This is the first multivariable study examining the predictability of CCu in individuals with ROP and CHR based on unimodal and multimodal data domains. Our study adds to previous investigations by indicating (1) a potentially generalizable predictor for risk of CCu in a sample of patients who are particularly vulnerable to the harmful effects of cannabis consumption4, and (2) by revealing a pattern of factors that might be further investigated to ultimately inform the design of tailored preventive strategies.

We found evidence supporting the feasibility of generalizable and significant prediction, correctly predicting CCu and DCu within nine months after baseline in 73.3% of ROP patients, based solely on their baseline clinical data. This model generalized to CHR patients only slightly above chance (BAC = 58.7%). The most important predictors of CCu were lower lifetime best role functioning and the lifetime number of illicit substances consumed other than cannabis. Predictive performance was not improved by augmenting the model with cognitive or GMV data. Further, we found that CCu was significantly associated with worse clinical outcomes in psychotic patients, and interacted with longitudinal depressive symptoms in at-risk individuals, thus confirming the importance of timely efforts to discourage CCu in these clinical groups.

**What this exercise asks:**
[A] Please translate this sentence from the cannabis study passage into Spanish: "This model generalized to CHR patients only slightly above chance (BAC = 58.7%)."
[B] Recast the paragraph of the cannabis study passage that starts "We found evidence supporting" as a bulleted list, keeping its main facts.
Rely only on the cannabis study passage for your answers.

**Data excerpt:**

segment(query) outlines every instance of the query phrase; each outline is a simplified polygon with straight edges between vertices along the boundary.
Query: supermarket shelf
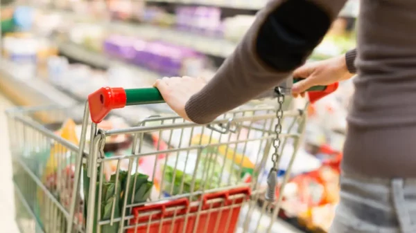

**Answer list:**
[A] Este modelo se generalizó a los pacientes con CHR solo ligeramente por encima del azar (BAC = 58,7 %).

[B]
- Baseline clinical data alone correctly predicted CCu and DCu within nine months after baseline in 73.3% of ROP patients.
- The model generalized to CHR patients only slightly above chance (BAC = 58.7%).
- The strongest predictors of CCu were lower lifetime best role functioning and the lifetime number of illicit substances consumed other than cannabis.
- Adding cognitive or GMV data did not improve predictive performance.
- CCu was significantly associated with worse clinical outcomes in psychotic patients.
- CCu interacted with longitudinal depressive symptoms in at-risk individuals.
- These findings confirm the importance of timely efforts to discourage CCu in these clinical groups.